** START **
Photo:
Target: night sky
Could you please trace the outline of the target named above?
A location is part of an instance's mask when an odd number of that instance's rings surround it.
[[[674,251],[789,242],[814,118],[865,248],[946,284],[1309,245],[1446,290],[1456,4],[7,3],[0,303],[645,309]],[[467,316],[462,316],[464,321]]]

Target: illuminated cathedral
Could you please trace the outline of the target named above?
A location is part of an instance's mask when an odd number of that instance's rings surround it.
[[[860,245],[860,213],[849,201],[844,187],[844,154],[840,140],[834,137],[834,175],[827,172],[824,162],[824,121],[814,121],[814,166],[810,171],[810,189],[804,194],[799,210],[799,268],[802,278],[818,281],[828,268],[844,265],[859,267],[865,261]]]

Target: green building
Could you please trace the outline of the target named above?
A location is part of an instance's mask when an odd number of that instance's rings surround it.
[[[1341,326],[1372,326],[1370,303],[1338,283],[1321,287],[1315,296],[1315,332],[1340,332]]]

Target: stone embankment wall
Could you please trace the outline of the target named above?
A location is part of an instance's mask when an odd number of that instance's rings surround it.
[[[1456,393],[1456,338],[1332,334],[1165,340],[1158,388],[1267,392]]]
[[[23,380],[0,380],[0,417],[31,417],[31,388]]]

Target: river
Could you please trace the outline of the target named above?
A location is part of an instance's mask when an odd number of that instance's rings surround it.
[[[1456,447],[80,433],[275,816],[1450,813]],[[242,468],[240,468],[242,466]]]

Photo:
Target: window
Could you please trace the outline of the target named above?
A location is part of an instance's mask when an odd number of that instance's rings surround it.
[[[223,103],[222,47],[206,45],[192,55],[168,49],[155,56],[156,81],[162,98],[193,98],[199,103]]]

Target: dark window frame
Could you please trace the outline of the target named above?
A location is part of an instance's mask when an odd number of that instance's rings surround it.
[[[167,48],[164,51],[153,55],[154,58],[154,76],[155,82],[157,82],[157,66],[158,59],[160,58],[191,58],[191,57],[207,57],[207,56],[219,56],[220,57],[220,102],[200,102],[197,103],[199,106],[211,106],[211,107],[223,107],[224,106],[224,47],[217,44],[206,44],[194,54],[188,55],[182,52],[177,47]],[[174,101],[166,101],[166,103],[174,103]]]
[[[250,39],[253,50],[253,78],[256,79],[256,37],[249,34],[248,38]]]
** END **
*REQUIREMENT:* Please convert the part of the data above that opens with the line containing "Target: dark window frame" and runs through the end of the data into a JSON list of strings, one string per line, with blank lines left out.

*COMPLETED EXERCISE:*
[
  "Target: dark window frame",
  "Could you please trace the outline of the target named above?",
  "A location is part of an instance's mask when an odd number of that instance's rings surround it.",
  "[[[167,48],[164,51],[153,55],[154,58],[154,76],[155,82],[157,82],[157,66],[158,59],[160,58],[191,58],[191,57],[207,57],[207,56],[219,56],[220,57],[220,102],[200,102],[197,103],[199,106],[211,106],[211,107],[223,107],[224,106],[224,47],[217,44],[206,44],[194,54],[188,55],[182,52],[177,47]],[[174,101],[166,101],[166,103],[174,103]]]",
  "[[[250,39],[253,50],[253,78],[256,79],[256,37],[249,34],[248,38]]]"
]